INSTRUCTIONS TO FOLLOW: Please return each line in the records below that contains the string "query".

+++ ENTRIES PROVIDED

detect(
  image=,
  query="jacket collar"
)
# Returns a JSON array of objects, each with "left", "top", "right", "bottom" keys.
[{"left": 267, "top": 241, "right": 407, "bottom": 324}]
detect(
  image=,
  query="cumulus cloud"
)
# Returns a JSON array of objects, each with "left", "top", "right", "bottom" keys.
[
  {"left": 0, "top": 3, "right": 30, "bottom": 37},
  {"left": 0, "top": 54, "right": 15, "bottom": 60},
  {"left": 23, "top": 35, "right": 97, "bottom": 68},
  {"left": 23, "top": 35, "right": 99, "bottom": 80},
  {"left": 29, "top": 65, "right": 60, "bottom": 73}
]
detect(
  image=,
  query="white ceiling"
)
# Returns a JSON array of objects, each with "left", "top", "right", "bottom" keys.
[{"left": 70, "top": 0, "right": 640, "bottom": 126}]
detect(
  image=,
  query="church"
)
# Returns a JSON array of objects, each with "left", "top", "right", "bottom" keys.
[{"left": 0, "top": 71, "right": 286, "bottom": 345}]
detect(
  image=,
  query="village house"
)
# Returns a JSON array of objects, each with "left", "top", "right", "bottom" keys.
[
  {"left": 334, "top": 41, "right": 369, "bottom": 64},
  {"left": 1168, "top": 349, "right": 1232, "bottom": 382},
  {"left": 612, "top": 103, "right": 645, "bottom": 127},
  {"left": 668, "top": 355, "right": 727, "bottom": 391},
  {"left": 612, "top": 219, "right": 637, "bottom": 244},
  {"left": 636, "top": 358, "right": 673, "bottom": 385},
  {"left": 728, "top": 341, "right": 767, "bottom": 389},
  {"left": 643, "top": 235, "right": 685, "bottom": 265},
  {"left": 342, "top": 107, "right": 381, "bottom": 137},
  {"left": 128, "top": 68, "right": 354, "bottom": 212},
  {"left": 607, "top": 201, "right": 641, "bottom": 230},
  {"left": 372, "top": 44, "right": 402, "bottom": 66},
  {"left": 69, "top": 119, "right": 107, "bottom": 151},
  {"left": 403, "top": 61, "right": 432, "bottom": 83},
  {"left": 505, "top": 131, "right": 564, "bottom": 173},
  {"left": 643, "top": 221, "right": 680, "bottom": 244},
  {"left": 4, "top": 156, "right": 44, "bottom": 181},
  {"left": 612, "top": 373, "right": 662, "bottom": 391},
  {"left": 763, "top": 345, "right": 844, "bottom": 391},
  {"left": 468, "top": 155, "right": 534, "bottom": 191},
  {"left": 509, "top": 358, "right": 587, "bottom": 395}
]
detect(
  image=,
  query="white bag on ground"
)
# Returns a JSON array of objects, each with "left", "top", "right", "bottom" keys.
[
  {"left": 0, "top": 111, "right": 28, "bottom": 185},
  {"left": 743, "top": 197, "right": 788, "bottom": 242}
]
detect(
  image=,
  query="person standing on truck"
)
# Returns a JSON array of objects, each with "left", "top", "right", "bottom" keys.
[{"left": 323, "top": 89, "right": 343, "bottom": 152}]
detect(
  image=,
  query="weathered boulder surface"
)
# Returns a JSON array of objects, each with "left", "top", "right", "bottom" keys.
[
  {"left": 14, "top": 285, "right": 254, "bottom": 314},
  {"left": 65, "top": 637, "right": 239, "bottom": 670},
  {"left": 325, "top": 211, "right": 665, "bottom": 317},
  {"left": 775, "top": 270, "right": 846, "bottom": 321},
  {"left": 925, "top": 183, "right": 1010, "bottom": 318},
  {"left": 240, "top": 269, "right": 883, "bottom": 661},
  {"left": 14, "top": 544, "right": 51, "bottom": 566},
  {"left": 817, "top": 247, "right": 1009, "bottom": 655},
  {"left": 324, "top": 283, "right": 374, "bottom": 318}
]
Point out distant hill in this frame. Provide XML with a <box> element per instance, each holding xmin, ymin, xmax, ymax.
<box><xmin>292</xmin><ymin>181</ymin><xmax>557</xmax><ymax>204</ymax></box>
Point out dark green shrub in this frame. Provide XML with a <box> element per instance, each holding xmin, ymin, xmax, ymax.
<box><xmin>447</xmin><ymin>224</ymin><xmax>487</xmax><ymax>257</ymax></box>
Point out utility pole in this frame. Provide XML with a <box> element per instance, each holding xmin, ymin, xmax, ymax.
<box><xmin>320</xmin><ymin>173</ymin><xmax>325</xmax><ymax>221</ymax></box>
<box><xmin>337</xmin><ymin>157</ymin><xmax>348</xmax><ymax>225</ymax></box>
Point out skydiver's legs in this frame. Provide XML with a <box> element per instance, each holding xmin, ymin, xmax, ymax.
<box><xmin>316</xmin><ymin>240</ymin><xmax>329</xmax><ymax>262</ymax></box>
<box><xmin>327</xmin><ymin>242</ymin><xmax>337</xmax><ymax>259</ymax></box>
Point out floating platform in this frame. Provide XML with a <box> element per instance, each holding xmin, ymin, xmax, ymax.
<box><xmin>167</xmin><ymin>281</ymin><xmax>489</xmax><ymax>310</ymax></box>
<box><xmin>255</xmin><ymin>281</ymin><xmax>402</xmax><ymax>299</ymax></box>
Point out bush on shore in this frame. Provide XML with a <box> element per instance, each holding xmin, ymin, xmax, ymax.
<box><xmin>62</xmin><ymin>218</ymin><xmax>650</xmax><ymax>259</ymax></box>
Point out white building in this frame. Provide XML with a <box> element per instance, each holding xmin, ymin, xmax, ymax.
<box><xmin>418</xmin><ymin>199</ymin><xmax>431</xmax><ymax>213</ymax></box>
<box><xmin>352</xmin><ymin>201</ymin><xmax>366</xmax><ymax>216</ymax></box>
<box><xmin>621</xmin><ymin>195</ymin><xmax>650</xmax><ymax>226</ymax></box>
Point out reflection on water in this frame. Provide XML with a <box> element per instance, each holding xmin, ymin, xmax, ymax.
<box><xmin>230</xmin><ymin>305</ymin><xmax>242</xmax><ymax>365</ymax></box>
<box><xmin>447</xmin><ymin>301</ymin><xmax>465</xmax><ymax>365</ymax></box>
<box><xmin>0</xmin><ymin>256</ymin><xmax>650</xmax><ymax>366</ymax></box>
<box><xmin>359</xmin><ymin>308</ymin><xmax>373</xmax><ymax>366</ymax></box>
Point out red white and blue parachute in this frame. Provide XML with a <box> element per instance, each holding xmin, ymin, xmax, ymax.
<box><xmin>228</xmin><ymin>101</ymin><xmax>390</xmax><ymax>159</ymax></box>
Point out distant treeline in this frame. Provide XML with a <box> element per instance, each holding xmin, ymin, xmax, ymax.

++++++

SOLUTION BELOW:
  query="jacket collar"
  query="cumulus cloud"
  query="white ceiling"
  query="church"
  query="village house"
  query="white bag on ground"
  query="person standing on truck"
  query="weathered boulder surface"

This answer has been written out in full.